* Given task 1:
Answer these questions about the passage on The Thirteenth Hour, one line each:
(a) Who directed the film?
(b) In what format does a print of the film survive?
(c) What kind of dog chases LeRoy through the house?

* Excerpted passage:
↓↓↓
The Thirteenth Hour (aka:The 13th Hour) is a 1927 American silent film mystery produced and distributed by Metro Goldwyn Mayer and directed by Chester Franklin. The film stars Lionel Barrymore in a role where, as noted criminologist Professor Leroy, he dons a weird series of disguises to hide a dark secret.  This was the first film where Barrymore was cast opposite talented dogs, and the first where he was cast as a serial killer.

A print of this film survives in 16mm.

Plot
Junior detective Gray (Charles Delaney) discovers that the eccentric criminologist Professor Leroy (Lionel Barrymore) is both a crook and a murderer. A German Shepherd chases the elusive LeRoy throughout a large house filled with secret rooms.
↑↑↑
* Record list:
↓↓↓
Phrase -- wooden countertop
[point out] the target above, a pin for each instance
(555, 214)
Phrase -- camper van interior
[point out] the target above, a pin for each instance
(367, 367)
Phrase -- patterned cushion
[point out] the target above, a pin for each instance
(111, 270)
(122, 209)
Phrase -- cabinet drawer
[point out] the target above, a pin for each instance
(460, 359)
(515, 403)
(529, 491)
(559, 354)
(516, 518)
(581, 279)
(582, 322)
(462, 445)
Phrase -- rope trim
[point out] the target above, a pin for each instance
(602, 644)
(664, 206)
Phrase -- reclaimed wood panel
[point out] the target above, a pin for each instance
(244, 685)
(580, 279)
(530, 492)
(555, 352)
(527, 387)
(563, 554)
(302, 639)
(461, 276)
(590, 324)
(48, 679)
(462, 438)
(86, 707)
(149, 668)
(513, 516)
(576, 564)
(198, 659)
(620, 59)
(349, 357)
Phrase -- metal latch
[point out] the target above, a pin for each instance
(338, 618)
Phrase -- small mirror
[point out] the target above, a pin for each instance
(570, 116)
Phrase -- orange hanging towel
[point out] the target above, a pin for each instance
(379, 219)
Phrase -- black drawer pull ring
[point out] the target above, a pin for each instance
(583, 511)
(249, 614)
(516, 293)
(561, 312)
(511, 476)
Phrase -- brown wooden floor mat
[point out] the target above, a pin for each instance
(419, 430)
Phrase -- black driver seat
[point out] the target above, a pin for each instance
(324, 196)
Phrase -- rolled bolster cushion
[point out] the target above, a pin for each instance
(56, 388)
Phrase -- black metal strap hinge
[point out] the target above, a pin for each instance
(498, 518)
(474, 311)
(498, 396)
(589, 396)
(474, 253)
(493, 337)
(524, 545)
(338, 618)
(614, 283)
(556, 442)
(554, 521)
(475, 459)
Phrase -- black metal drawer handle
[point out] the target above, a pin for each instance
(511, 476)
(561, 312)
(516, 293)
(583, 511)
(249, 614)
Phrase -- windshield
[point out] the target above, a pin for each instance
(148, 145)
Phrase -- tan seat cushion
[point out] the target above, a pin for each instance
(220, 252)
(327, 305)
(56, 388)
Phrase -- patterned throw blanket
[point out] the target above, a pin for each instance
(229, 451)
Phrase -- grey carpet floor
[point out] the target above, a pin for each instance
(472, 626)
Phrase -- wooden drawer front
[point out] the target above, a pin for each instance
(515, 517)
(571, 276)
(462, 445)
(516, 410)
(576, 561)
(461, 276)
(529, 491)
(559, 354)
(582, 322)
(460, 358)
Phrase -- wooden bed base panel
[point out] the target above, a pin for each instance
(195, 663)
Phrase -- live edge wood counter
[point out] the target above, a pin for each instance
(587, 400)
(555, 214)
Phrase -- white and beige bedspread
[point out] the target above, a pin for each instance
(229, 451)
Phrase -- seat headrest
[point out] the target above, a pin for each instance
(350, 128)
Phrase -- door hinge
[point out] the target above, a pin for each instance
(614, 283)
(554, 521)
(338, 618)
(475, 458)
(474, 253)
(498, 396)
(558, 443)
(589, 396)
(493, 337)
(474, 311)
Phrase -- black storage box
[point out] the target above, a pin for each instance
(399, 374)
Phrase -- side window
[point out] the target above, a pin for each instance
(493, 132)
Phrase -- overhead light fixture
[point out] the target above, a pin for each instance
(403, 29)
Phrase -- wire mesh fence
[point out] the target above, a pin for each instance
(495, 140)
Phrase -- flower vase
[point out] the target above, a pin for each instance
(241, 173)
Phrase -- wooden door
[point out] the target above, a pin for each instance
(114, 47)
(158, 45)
↑↑↑
* Given task 2:
Rewrite only the rows from the line that contains "Phrase -- overhead light fixture" through the end of the rows, replacing "target" with "object" and leaving everything else unchanged.

* Task answer 1:
(a) Chester Franklin
(b) 16mm
(c) A German Shepherd

* Task answer 2:
Phrase -- overhead light fixture
[point out] the object above, a pin for each instance
(403, 29)
Phrase -- wire mesh fence
[point out] the object above, a pin for each instance
(495, 140)
Phrase -- flower vase
[point out] the object above, a pin for each instance
(241, 173)
Phrase -- wooden door
[point out] the object above, a pin for each instance
(114, 47)
(158, 45)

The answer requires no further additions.